**WRITTEN PROBLEM**. Copy out the records below, swapping each occurrence of "Kindly give" for "Please provide" and keeping every other character the same.

**SUPPLIED MATERIAL**.
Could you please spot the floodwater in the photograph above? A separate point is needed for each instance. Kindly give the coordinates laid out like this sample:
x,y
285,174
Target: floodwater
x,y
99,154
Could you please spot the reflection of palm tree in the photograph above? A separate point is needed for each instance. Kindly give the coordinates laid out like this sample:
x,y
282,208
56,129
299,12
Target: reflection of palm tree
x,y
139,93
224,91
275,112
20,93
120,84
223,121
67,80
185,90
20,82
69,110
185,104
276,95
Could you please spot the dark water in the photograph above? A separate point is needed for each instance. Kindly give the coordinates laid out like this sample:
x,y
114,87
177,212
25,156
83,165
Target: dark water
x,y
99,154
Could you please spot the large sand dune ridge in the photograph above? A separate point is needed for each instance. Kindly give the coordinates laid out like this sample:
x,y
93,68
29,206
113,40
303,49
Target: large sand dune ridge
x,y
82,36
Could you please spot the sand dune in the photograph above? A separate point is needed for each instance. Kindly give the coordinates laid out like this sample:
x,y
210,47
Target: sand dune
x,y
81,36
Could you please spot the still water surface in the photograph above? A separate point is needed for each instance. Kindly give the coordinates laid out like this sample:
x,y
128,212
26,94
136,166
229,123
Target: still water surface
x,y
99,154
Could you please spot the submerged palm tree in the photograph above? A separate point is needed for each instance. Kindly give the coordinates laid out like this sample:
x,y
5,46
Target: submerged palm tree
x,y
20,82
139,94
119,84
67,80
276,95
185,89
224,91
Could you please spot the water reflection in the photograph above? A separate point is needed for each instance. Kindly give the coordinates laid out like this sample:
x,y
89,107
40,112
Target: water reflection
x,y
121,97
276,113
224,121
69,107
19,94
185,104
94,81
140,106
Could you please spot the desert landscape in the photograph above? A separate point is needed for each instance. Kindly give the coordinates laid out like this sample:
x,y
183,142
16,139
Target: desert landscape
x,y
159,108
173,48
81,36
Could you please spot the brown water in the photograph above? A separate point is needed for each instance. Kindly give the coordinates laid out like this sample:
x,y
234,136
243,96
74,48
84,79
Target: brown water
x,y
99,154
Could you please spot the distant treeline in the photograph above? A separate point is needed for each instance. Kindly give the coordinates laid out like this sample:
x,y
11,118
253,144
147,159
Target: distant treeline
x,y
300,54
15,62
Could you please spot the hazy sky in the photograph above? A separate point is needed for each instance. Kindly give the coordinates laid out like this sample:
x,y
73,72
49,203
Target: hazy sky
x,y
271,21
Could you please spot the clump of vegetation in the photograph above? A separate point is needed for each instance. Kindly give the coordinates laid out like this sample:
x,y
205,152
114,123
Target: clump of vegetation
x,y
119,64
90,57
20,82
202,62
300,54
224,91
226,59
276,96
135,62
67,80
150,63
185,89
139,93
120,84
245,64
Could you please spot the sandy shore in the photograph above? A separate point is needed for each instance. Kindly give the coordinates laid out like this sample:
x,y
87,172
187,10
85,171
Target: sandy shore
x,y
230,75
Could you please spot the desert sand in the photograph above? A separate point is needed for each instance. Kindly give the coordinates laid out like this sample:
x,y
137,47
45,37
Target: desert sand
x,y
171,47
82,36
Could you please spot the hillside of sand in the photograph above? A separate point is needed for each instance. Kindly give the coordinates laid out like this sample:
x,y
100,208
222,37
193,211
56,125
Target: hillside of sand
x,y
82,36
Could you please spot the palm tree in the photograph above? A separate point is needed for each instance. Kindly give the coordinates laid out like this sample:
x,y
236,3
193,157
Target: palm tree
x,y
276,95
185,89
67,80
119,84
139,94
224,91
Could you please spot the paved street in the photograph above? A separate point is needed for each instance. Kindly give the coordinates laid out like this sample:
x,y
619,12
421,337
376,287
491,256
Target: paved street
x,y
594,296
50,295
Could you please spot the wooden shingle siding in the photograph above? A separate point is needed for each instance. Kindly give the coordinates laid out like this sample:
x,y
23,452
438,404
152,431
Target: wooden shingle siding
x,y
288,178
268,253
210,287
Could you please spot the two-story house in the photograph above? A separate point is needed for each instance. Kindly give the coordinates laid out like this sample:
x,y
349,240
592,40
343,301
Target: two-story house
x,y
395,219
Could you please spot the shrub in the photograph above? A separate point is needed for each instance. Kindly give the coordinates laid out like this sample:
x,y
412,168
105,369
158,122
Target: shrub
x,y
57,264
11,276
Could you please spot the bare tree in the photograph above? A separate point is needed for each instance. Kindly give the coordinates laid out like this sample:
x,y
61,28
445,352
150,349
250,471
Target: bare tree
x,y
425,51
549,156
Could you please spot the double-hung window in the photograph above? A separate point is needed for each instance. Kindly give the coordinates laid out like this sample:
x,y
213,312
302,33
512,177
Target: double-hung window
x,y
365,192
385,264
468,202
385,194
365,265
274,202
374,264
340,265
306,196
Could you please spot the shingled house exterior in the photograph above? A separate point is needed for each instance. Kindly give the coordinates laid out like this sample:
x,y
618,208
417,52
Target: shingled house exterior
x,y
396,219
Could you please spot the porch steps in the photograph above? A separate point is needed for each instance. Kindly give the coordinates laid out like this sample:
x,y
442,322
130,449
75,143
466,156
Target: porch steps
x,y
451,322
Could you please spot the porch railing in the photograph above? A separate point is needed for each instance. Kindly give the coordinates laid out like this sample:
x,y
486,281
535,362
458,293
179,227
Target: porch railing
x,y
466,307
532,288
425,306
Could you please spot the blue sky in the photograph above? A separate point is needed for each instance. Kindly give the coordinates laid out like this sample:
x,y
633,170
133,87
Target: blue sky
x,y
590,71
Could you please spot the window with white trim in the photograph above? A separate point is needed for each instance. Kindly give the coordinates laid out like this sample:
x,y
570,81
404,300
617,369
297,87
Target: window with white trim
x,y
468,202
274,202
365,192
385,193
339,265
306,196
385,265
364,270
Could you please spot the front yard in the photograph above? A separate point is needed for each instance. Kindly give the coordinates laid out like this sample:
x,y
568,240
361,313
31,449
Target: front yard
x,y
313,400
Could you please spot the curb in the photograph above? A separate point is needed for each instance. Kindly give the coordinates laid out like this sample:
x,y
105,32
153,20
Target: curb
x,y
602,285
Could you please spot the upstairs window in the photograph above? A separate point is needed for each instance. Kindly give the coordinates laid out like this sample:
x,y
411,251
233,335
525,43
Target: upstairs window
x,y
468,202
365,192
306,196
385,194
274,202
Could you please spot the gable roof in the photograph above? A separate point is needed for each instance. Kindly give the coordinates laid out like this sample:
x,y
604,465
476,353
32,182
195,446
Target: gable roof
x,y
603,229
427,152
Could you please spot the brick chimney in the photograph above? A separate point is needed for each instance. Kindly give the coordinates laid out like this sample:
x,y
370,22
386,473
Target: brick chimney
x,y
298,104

**EXERCISE OUTPUT**.
Could you please spot the floodwater in the photograph above? A separate point is needed for each instance. Please provide the coordinates laid out like this sample:
x,y
285,174
Target: floodwater
x,y
99,154
Could you please spot the reflection of palm tree in the photograph above? A separate point is needed for each instance. Please provide the coordinates laid out like this sample:
x,y
282,208
56,129
299,12
Target: reflection of palm tree
x,y
139,93
224,91
275,112
20,93
120,84
223,121
67,80
185,90
20,82
69,110
185,104
276,95
Could you please spot the dark water in the photograph above? A separate point is needed for each instance. Please provide the coordinates laid out like this sample:
x,y
114,87
177,212
25,156
83,165
Target: dark water
x,y
99,154
Could you please spot the large sand dune ridge in the photograph above? A separate point is needed for each instance. Please provide the coordinates laid out like this sample:
x,y
93,68
29,206
113,40
303,49
Target: large sand dune ridge
x,y
82,36
Could you please spot the sand dune in the photograph above? A separate point is needed for each instance. Please provide the coordinates laid out like this sample:
x,y
210,47
Target: sand dune
x,y
81,36
Could you please spot the still water surface in the photograph above? A separate point is needed for each instance. Please provide the coordinates laid out like this sample:
x,y
128,212
26,94
136,166
229,123
Target: still water surface
x,y
99,154
Could you please spot the submerged palm tree in the photograph above? A separate point is needed for each instance. Please provide the coordinates laid out like this sample:
x,y
5,46
Target: submerged palm tree
x,y
20,82
139,94
119,84
67,80
276,95
185,89
224,91
Could you please spot the water reflection in the photograph above? A separate point is needed for each instance. Please provide the coordinates laid out like this sample:
x,y
89,107
40,112
Target: water reflection
x,y
121,97
276,113
224,121
69,107
19,94
185,104
94,81
140,106
Could you please spot the desert landscape in the photograph above? A separate point is needed for each instance. Please provide the coordinates laid out like this sample:
x,y
183,142
16,139
Target: desert landscape
x,y
159,108
173,48
81,36
Could you please spot the brown water in the photograph above? A separate point is needed for each instance. Please provide the coordinates laid out like this sample:
x,y
234,136
243,96
74,48
84,79
Target: brown water
x,y
99,154
Could you please spot the distant treeline in the photograph above? A separate point is needed for each instance. Please provide the coordinates laid out like this sample:
x,y
11,118
253,144
147,159
Target: distant treeline
x,y
300,54
15,62
Could you please spot the hazy sky in the photograph above? A separate point is needed for each instance. Please provide the coordinates laid out like this sample:
x,y
73,72
49,203
Target: hazy sky
x,y
271,21
Could you please spot the clump of vegetation in the photograph above? A separate point is needed for each instance. Please provide the coordinates laid out like this sample:
x,y
205,152
114,123
Target: clump of vegetation
x,y
119,64
90,57
20,82
202,62
300,54
224,91
226,59
276,96
135,62
67,80
150,63
185,89
139,93
120,84
245,64
Could you please spot the sandy shore in the photograph above? A separate point is needed for each instance. Please provide the coordinates laid out like this sample:
x,y
87,172
187,10
85,171
Target: sandy shore
x,y
230,75
Could you please spot the desert sand in the photograph above? A separate point is needed for each instance. Please provide the coordinates laid out like this sample:
x,y
137,47
45,37
Target: desert sand
x,y
171,47
82,36
Could you please spot the hillside of sand in the photograph above? A separate point is needed for each instance. Please provide the coordinates laid out like this sample:
x,y
100,208
222,37
193,211
56,125
Target: hillside of sand
x,y
82,36
Could you please spot the palm tree in the photograph above? A separate point is needed for each instance. Please provide the coordinates laid out like this sample:
x,y
236,3
193,157
Target: palm tree
x,y
276,95
185,89
67,80
119,84
139,94
224,91
Could you please spot the paved street in the photograph above? A separate point is needed for each instance. Please provide the coordinates laid out like this sample:
x,y
619,12
421,337
376,287
491,256
Target: paved street
x,y
594,296
50,295
Could you please spot the wooden shingle siding in the photograph above? A separate point is needed for each instance. Please provide the coordinates laid out like this sample:
x,y
23,452
438,404
152,431
Target: wooden shingle siding
x,y
288,178
268,253
210,287
Could you please spot the two-story house in the photograph above? A separate point is needed for each instance. Please provide the coordinates laid out like this sample:
x,y
349,240
592,40
343,301
Target: two-story house
x,y
395,219
Could you please spot the shrub in the photograph above? A separate point is needed for each instance. Please provide the coordinates laid out like this sample:
x,y
412,168
105,369
158,122
Target: shrub
x,y
57,264
11,276
Could you please spot the bare tree in the photograph above? A separate point is needed for each instance. Please provide the coordinates laid out like this sample:
x,y
61,28
445,352
150,349
250,471
Target: bare tree
x,y
425,51
549,156
Could you please spot the double-hung window in the photograph above? A separate point is needed for each instance. Please provide the coordinates laid out like this sample:
x,y
213,312
302,33
512,177
Target: double-hung window
x,y
365,192
385,264
468,202
385,194
365,265
274,202
374,264
340,265
306,196
Could you please spot the shingled house exterior in the photograph above? A separate point is needed for each instance. Please provide the coordinates laid out like this sample:
x,y
618,208
417,52
Target: shingled house exterior
x,y
396,219
Could you please spot the porch steps in the photograph above? A separate point is needed for each instance. Please provide the coordinates laid out like this sample:
x,y
442,322
130,449
75,143
466,156
Target: porch steps
x,y
451,322
Could you please spot the porch railing in the photograph above? A separate point is needed for each instance. Please provide the coordinates laid out like this sample:
x,y
486,281
535,362
458,293
179,227
Target: porch railing
x,y
466,307
532,288
425,306
Could you please spot the blue sky in the photograph above? A separate point is needed for each instance. Please provide the coordinates laid out like this sample:
x,y
633,170
133,87
Target: blue sky
x,y
590,71
Could you please spot the window with white trim in the photograph above? A separate point is needed for each instance. Please provide the coordinates laid out like this sample:
x,y
570,81
404,300
617,369
297,87
Target: window with white trim
x,y
468,202
274,202
365,192
385,193
339,265
306,196
385,265
364,270
Could you please spot the front yard in the photograph above? A separate point is needed for each instance. Please provide the coordinates laid out like this sample:
x,y
568,240
361,313
31,449
Target: front yard
x,y
313,400
Could you please spot the curb in the photograph above? A separate point is needed for each instance. Please provide the coordinates laid out like this sample:
x,y
105,32
153,20
Target: curb
x,y
602,285
Could you please spot the upstairs window in the photograph above? A separate point is needed for each instance. Please provide the coordinates laid out like this sample:
x,y
411,251
233,335
525,43
Target: upstairs window
x,y
468,202
365,192
306,196
385,194
274,202
Could you please spot the gable roof in the photograph above? A separate point is needed for each instance. Please provide the coordinates laid out like this sample:
x,y
604,465
476,353
32,182
195,446
Target: gable roof
x,y
603,229
427,152
Could you please spot the brick chimney in the photograph above? A separate point is needed for each instance. Please provide the coordinates laid out like this sample:
x,y
370,22
386,473
Target: brick chimney
x,y
298,104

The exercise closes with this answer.